* _Passage given_:

----

Tuesday, 26 March 2013

Larry Summers: Wrong about UK and US fiscal policy

Larry Summers, a former senior US economic advisor made some pretty stinging comments yesterday about UK economic policy. He said it was a mish mash of austerity and loose monetary policy which has clearly failed, comparing it disapprovingly with the US policies.

So what has happened to the 2 nations since the great crash of 2008 and who has come out better. Financial crises take a long-time to recover from and we can't be sure we are there yet, plus of course the US has not had to deal with the Euro collapse, which has probably benefited the US, but more of this later.

First up, let's compare GDP:


Stats: Cityunslicker.com

We can see from the above that firstly the US crash was worse and also that GDP growth in in the US has been stronger. In total, the US economy is now .12% bigger than 2008 but that the UK economy is still 3.5% smaller.

So on the strength of this the US debt fuelled recovery has done better than the US attempts at austerity.

But how about the Debt to GDP ratio?



T

The US debt ratio has gone for 66% of GDP to 101% - an increase of 35% of GDP - in real terms this is from just under $11 trillion to nearer $17 trillion
For the UK, debt has gone from 38% of GDP to 70% of GDP - an increase of 32% an a real increase of £300 billion or so. So much for austerity in the UK then, it has been pretty fictional and the same amount of debt has been added as in the US, give or take 3% - but the US has delivered an economy 3.6% bigger.

This is equivalent to about half a trillion dollars, so relative for the UK would be about £200 billion bigger than it is today if we had kept pace with the US, given 50% of GDP goes in tax that would equate to a huge part of the annual deficit of £120 billion odd.

How about Unemployment?

 

In many respects, there is not much to see here. US employment rose to a higher level than in the UK, but has then come down faster as growth has kicked in - but only to reach the same level as the UK's rate now anyway - with both economies on 7.7%.

Verdict

This is a difficult one, firstly, there has not been much fiscal austerity in the UK and the US is about to embark upon some - so Summers' proposition about our fiscal approach is simply wrong. He does not know what he is talking about. Having said that, the US has outperformed the UK in GDP and seems on a better path than the UK for growth - all for the same relative costs in national debt. So the US has done better.

----

Excerpts of location labeling data:
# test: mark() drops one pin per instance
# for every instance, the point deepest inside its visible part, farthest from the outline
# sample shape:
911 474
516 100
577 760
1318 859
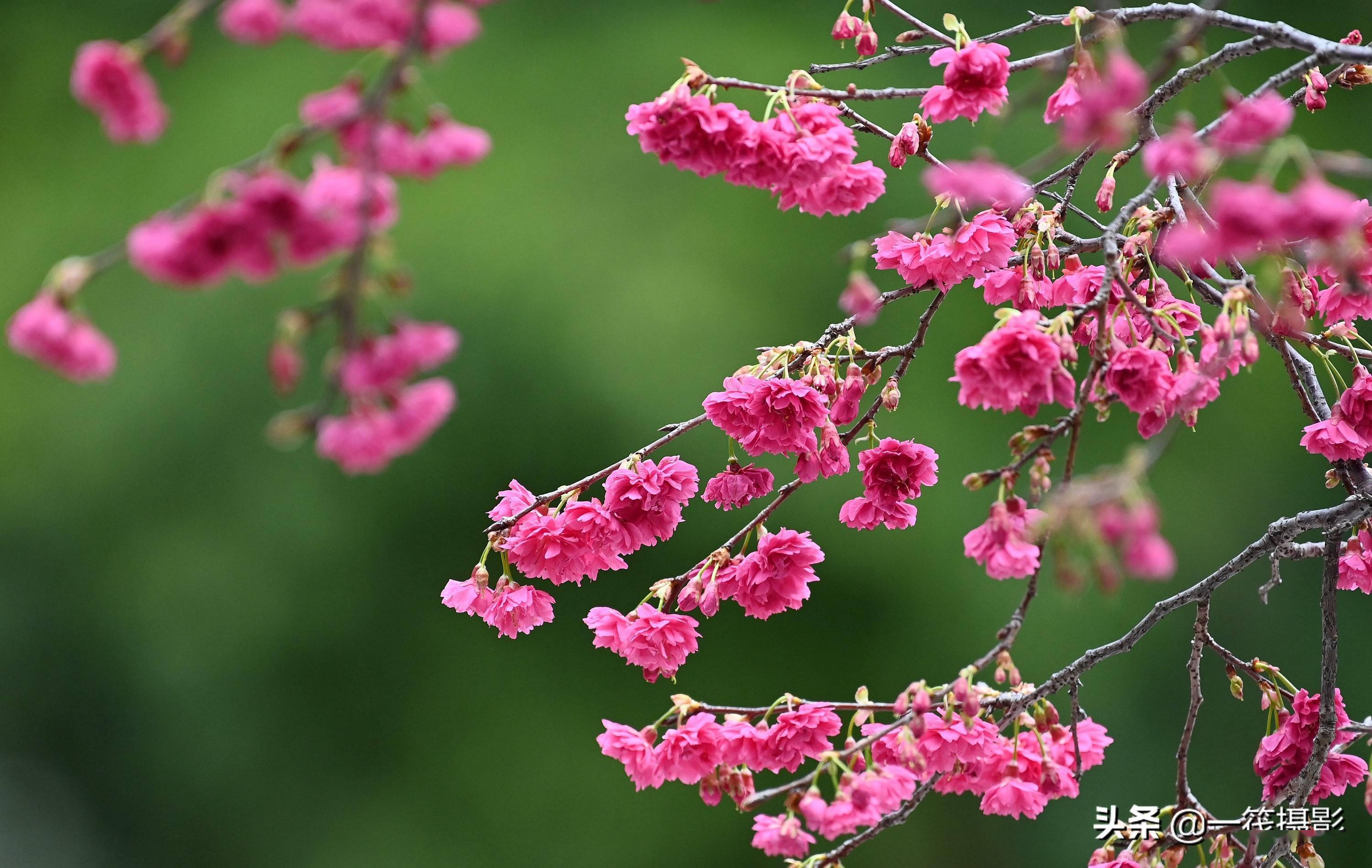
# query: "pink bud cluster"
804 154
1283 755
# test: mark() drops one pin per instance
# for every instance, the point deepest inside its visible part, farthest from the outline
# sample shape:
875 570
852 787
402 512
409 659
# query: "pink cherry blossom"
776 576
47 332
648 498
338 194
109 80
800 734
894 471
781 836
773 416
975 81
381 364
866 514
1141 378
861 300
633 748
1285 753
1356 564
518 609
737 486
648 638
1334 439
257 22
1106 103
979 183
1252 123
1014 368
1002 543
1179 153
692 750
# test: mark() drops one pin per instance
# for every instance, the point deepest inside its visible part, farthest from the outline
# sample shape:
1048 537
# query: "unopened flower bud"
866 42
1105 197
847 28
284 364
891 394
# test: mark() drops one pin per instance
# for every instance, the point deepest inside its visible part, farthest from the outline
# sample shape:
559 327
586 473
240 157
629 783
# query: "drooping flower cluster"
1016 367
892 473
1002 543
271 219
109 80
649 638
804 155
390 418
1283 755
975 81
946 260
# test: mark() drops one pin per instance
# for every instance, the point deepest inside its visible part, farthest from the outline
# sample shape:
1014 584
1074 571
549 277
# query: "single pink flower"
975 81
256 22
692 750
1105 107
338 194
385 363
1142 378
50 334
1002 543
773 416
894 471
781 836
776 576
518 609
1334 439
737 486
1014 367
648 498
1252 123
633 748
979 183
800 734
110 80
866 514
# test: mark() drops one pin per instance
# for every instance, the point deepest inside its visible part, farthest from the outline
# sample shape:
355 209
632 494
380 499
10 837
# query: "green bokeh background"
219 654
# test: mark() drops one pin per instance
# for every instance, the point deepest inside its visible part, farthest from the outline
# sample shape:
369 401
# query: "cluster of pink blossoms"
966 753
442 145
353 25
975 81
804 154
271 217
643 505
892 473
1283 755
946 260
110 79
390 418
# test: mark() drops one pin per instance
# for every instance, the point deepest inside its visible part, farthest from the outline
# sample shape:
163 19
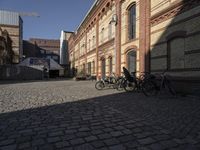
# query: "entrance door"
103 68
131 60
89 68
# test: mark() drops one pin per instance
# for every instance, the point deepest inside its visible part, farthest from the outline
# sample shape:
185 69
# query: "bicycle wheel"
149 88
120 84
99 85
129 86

----

* _Problem requirements_:
Answer these questions from the post on UK and US fiscal policy:
(a) What unemployment rate does the post give for both economies?
(b) What approximate figure does the post give for the UK's annual deficit?
(c) According to the post, between what two levels has the US debt ratio moved, as a share of GDP?

* _Response to this exercise_:
(a) 7.7%
(b) About £120 billion
(c) From 66% of GDP to 101% of GDP